------ Provided information
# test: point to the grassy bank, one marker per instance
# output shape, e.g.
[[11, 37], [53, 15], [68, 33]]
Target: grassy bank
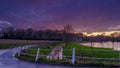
[[81, 50], [10, 43], [6, 46], [86, 51]]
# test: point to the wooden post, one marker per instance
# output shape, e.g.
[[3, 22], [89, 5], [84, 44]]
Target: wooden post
[[37, 55], [19, 51], [119, 57], [73, 56]]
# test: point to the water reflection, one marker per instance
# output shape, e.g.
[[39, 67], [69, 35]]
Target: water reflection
[[115, 45]]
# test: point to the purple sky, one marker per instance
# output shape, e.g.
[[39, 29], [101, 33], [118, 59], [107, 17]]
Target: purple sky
[[83, 15]]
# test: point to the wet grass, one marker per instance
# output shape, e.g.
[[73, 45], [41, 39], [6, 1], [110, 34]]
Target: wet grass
[[6, 46]]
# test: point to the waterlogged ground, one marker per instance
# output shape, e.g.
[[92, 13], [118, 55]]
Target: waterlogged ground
[[115, 45], [8, 61]]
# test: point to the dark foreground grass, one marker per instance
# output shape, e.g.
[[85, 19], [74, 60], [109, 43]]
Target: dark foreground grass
[[44, 49], [6, 46], [86, 51], [82, 51], [67, 62]]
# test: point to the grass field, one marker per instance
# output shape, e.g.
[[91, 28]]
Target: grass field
[[81, 50], [85, 52], [9, 43]]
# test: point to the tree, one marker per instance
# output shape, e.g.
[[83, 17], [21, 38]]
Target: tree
[[68, 33]]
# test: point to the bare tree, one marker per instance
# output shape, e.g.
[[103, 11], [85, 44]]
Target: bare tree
[[68, 33]]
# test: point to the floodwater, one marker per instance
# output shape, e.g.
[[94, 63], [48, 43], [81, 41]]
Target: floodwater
[[8, 61], [115, 45]]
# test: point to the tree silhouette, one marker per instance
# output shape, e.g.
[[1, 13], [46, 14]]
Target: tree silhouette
[[68, 33]]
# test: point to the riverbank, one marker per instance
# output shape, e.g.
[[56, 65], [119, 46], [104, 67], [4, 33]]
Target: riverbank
[[82, 51]]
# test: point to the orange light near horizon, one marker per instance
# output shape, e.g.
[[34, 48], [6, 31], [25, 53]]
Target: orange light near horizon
[[107, 33]]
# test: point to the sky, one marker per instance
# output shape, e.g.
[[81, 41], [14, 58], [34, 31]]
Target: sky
[[83, 15]]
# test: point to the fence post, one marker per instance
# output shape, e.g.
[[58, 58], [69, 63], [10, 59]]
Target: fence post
[[37, 55], [19, 51], [73, 56]]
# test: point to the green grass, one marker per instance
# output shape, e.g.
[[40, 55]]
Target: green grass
[[81, 50], [86, 51], [43, 49], [6, 46]]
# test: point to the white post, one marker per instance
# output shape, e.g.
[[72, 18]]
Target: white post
[[37, 55], [73, 56], [19, 51], [119, 57]]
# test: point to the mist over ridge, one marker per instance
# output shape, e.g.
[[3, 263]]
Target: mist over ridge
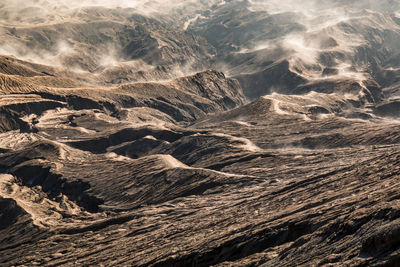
[[199, 133]]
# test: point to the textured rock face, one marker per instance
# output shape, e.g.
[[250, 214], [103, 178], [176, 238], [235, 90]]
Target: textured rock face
[[150, 158]]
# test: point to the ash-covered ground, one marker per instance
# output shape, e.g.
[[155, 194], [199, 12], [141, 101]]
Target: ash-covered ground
[[200, 133]]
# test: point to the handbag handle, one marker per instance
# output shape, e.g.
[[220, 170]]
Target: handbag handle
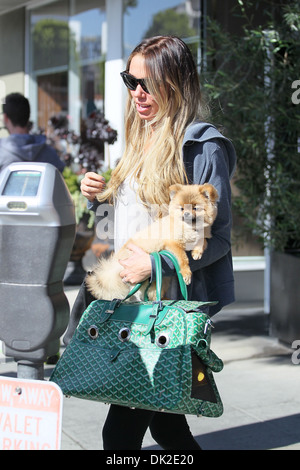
------------
## [What is asked]
Update the records above by replacing every "output shape" with "expected format", keeping everything else the same. Leave the pictures out of the answer.

## [Exercise output]
# test: point to the grassy bank, one marker per instance
# expected format, e.g.
[[11, 37], [53, 15], [68, 33]]
Target: grassy bank
[[81, 50], [10, 43], [6, 46], [86, 51]]
# test: point to the wooden post, one marker per instance
# expected format, e.g.
[[3, 22], [89, 5], [84, 44]]
Target: wooden post
[[37, 55], [19, 51], [119, 57], [73, 56]]
# test: point to the water reflection, one marker per instance
# expected format, e.g.
[[39, 67], [69, 35]]
Target: water reflection
[[115, 45]]
# test: point to the purple sky, one marker per instance
# expected format, e.g.
[[39, 29], [101, 33], [118, 59], [107, 17]]
Target: purple sky
[[83, 15]]
# test: point to the wet grass, one marker per instance
# expected format, e.g.
[[73, 45], [41, 39], [6, 1], [110, 34]]
Target: wet grass
[[6, 46]]
# test: point to the waterlogged ground, one marker per instance
# expected format, e.g.
[[92, 13], [118, 55]]
Target: waterlogged ground
[[115, 45], [8, 61]]
# test: point to the dark foreground grass, one marker per instance
# expected format, e.g.
[[85, 19], [74, 60], [109, 43]]
Target: dark foreground grass
[[44, 49], [6, 46], [86, 51], [82, 51], [67, 62]]
# test: point to the grass field, one marker per instance
# expected format, e.g.
[[91, 28]]
Target: grass field
[[81, 50], [85, 52], [9, 43]]
# test: point to the tree, one marker per instance
# expected format, e.g.
[[83, 17], [21, 38]]
Target: tree
[[68, 33]]
# test: point to the bare tree, one marker per instance
# expected format, e.g.
[[103, 11], [85, 44]]
Target: bare tree
[[68, 33]]
# test: point to the floodwater, one marker per instance
# expected format, e.g.
[[94, 63], [48, 43], [81, 41]]
Target: floodwater
[[8, 61], [115, 45]]
# test: point to the tree silhouette, one marker per instance
# expected format, e.g.
[[1, 13], [46, 14]]
Target: tree silhouette
[[68, 33]]
# test: point to the riverbank, one marker per instance
# expected format, e.g.
[[56, 65], [119, 46], [104, 67], [4, 33]]
Target: riverbank
[[82, 51]]
# test: point to the orange light near horizon, one marker per instance
# expected format, e.g.
[[34, 48], [6, 31], [25, 53]]
Target: orange light near horizon
[[107, 33]]
# test: point to the sky, one marker per instance
# expected format, e.g.
[[81, 41], [14, 58], [34, 31]]
Target: sky
[[83, 15]]
# test: point to the fence post, one marker per instance
# expected format, e.g.
[[58, 58], [69, 63], [10, 59]]
Target: fence post
[[37, 55], [19, 51], [73, 56]]
# test: point to the green grass, one marker per instance
# expected format, e.g.
[[40, 55]]
Target: green grass
[[81, 50], [86, 51], [43, 49], [6, 46]]
# test: point to the white post, one marker per instance
# expected format, e.g.
[[72, 18]]
Target: white post
[[37, 55], [73, 56], [19, 51], [119, 57]]
# test: point to the mist over ridge, one marker per instance
# expected format, e.g.
[[3, 263]]
Target: mist over ridge
[[199, 133]]
# test: point to the textured rock face, one marker per instance
# expected format, e.g.
[[250, 214], [103, 178], [176, 238], [235, 90]]
Target: textured rock face
[[150, 158]]
# test: point to the ash-covered ground, one marker per instance
# expected format, e.g.
[[155, 194], [199, 12], [141, 101]]
Target: ash-covered ground
[[200, 133]]
# test: point to the handbag handle, one marker per instance
# expected format, e.g.
[[220, 170]]
Target: handbag handle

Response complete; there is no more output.